[TASK SET]
(a) Translate this sentence from the article on leisure marine trends into Spanish: "The good news is I don’t think the magic of being on the water will diminish."
(b) Pick up the article on leisure marine trends and METSTRADE exhibitors from its last sentence and keep writing.

[DOCUMENT]
-- Start --

Most recently the UK’s MIA, British Marine, has just released to its members over 300 pages of research on current and predicted future trends. Its Future Customers report brings together in one place a lot of data that was already available in isolation, analysed it collectively, added to it new insights and observed also hobbies and sports that are similarly at risk through changing social trends. It’s another great piece of work, much needed, but the messages are hard and suggest that change needs to happen in the sector. Not just in the industry, but also in the supporting infrastructure, like the largely voluntarily run yacht clubs that have traditionally formed a base of activity in Britain.
What is striking in all of this is the similarity of message from these MIAs. In the short-term we still have that golden age of boat buyers providing the lifeblood for many companies in the leisure marine sector. Marina occupancy remains high. There is decline but at this point it is slow and might in fact allow some marine business owners to take their retirement while trading looks familiar. It allows the rest of us some time to consider next steps.
However what follows looks as if it could be as big a change as the revolution that occurred when the industry started making boats on a production basis in plastics and other non-wooden materials in the 1960s.
Implications for METSTRADE exhibitors
What do I think this all means for businesses at METSTRADE making equipment today?
The likelihood is the market will be shifting within the next 10 years to hitherto unexplored models. The good news is I don’t think the magic of being on the water will diminish. The great thing about our industry is we tend to pre-qualify our customers very quickly. Either they hate being afloat, or they love it! So, our challenge will be to find the ones that love the water and then provide the ways they need to access it. We’re not selling house bricks or other boring commodities (with apologies to house brick makers).
It was also encouraging to see Chairman and Chief Executive Officer of the Brunswick Corporation, Mark D Schwabero, state that Millennials are as interested in the water as those of a similar age were in generations past.
I can see how shared boat ownership and boat rental models will become more accessible, mature and commonplace. If that increases boat utilisation, then there are some new challenges for equipment manufacturers who will need to switch from thinking about making products that work after being idle for much of the year, to ones that work well when used much more often. Given a choice, I suspect the engineering of the latter is easier, except of course there will always be price pressures.
Will larger capital items of equipment be leased and then returned to be recycled? Perhaps so – it makes environmental sense too. However, the industry has, in its recent history, seen the dramatic impacts caused by almost instant withdrawal of boat stock floor funding in the banking crash, so if there is caution around this theory it would be understandable.

-- End --

[EXTRACTED RECORDS]

-- Start --

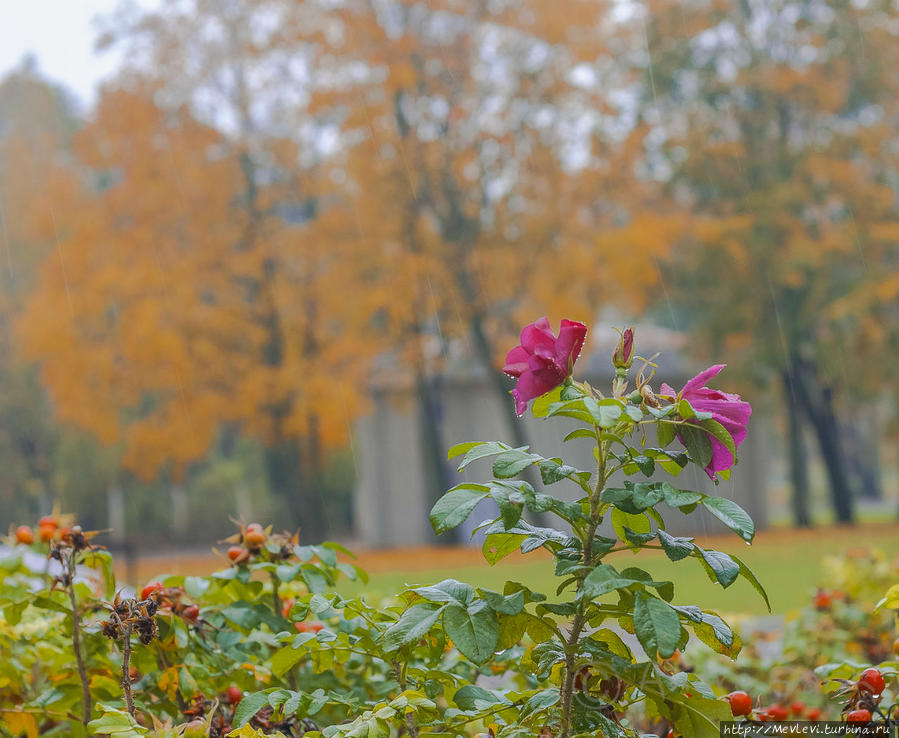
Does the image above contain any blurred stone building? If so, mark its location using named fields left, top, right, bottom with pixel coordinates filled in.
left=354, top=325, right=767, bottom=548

-- End --
-- Start --

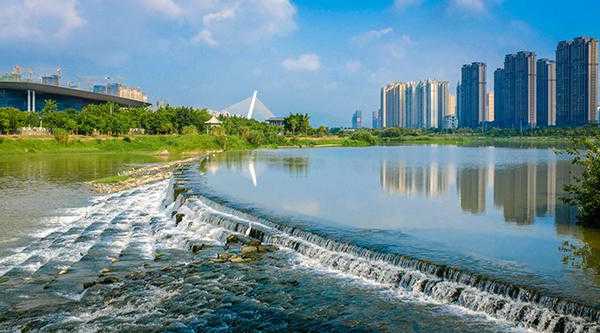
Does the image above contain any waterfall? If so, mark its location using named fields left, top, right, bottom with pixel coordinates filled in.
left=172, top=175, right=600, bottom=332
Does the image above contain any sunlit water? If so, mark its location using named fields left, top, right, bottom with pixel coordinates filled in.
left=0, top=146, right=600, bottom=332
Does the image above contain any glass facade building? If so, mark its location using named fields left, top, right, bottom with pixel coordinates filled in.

-- End --

[RESULTS FOR EACH TASK]
(a) La buena noticia es que no creo que la magia de estar en el agua vaya a disminuir.

(b)
What I suspect is much more certain is equipment manufacturers need to focus on what they can sell and develop that becomes personal to an individual, rather than embedded in an object. Easier said than done for many sectors represented at METSTRADE, but nevertheless if the boating and watersports enthusiast of the future is going to be more transient and portable, moving from experience to experience rather than pinned to a commodity at a fixed location, it will be great to sell him or her kit that they can carry around with them.
That kit will also need to be easy to use, right out of the box. In fact, ideally, it will emerge from an Apple iPhone-esque box and give some tactile and visual pleasure even before operation. It will need to consider equally the needs of all potential users, of both genders.
It all points towards the ever-increasing need to invest in brilliant aesthetic, ergonomic, industrial and marketing design, something of course that is highlighted each year at METSTRADE by the DAME Awards.
There are encouraging signals though that the industry is waking up to what needs to happen next. You can see that in some of the products coming through and in the marina sector particularly, which in some notable cases is exploring what it will take to make the place where a boat is kept more of a full-service destination. There is no doubt that innovative, disruptive companies have big opportunities ahead.
What social trends are affecting us now and how do you think the industry will need to respond to the customers of the future? I’d be really interested to read your comments and join in that conversation.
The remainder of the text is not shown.